PARTS OF THE EXERCISE:
A. Decide whether each statement below agrees with the excerpt on virtual credit cards, answering yes or no and quoting the words of the excerpt that settle it.
(i) Canceling a virtual credit card number is easier than closing or reversing charges on a traditional credit card.
(ii) The excerpt recommends letting a virtual credit card handle monthly electricity or heating bills.
(iii) ACH allows any amount of added data with a payment.
B. Reproduce word for word the part of the excerpt on virtual credit cards that opens with the words containing "When you use" and closes with "to reset it.".

EXCERPT TO READ:
● ● ● ● ● ● ●

Even if the virtual credit card number ends up in the wrong hands, it’s a lot easier to cancel it than closing or reversing charges on a traditional credit card. Virtual credit cards give you a leg up over scammers, particularly if you’re using a single-use number.
If you want to get an extra layer of security against hackers trying to steal your credit or debit card information, we recommend that you opt for a financial service provider like Capway that will guide you and keep your data safe whenever you’re making your payments.
Manage Auto Payments
Have you ever wondered how many times you’ve forgotten to cancel a subscription to a product or a service?
When you use a virtual credit card, your VCC number will eventually expire, and this is the perfect solution as auto payments won’t be able to go through and the subscriptions will be effectively canceled for you.
This isn’t recommended for payments you know you’re obliged to make every month – such as your electricity or heating bills, as you could be on the hook for a declined payment if the VCC expires and you forget to reset it.
Improved Payment and Remittance Data
With virtual payments, you have the option of recording additional information about the payment in the transaction’s notes, such as project codes or cost center information. In addition, this added data can be more robust compared to other payment types. For instance, ACH is known to limit any added data to 80 characters.

● ● ● ● ● ● ●

RECORD EXCERPTS:
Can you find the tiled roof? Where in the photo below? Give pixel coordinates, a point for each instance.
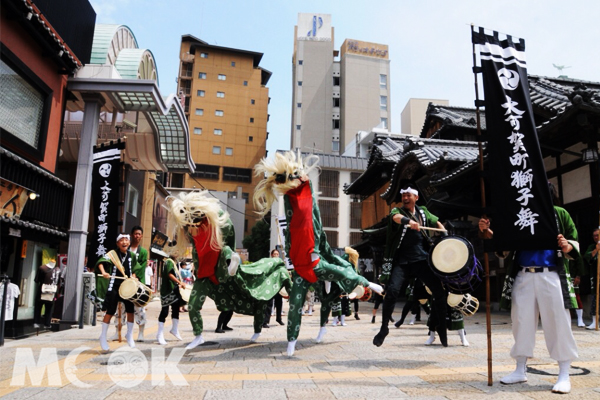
(455, 117)
(429, 154)
(30, 225)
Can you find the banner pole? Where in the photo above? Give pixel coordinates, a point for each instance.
(486, 261)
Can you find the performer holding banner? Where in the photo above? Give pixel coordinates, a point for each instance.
(405, 256)
(114, 267)
(540, 237)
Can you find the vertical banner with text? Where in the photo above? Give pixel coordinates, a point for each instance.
(105, 200)
(523, 216)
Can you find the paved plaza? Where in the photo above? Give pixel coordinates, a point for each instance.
(345, 366)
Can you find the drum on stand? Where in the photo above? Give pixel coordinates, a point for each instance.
(453, 261)
(135, 291)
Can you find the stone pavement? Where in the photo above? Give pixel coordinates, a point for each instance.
(345, 366)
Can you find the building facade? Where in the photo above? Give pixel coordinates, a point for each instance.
(336, 93)
(226, 101)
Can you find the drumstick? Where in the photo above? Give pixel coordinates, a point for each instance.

● ● ● ● ● ● ●

ANSWERS BY ITEM:
A.
(i) Yes: "it’s a lot easier to cancel it than closing or reversing charges on a traditional credit card"
(ii) No: "This isn’t recommended for payments you know you’re obliged to make every month – such as your electricity or heating bills"
(iii) No: "ACH is known to limit any added data to 80 characters"

B.
When you use a virtual credit card, your VCC number will eventually expire, and this is the perfect solution as auto payments won’t be able to go through and the subscriptions will be effectively canceled for you.
This isn’t recommended for payments you know you’re obliged to make every month – such as your electricity or heating bills, as you could be on the hook for a declined payment if the VCC expires and you forget to reset it.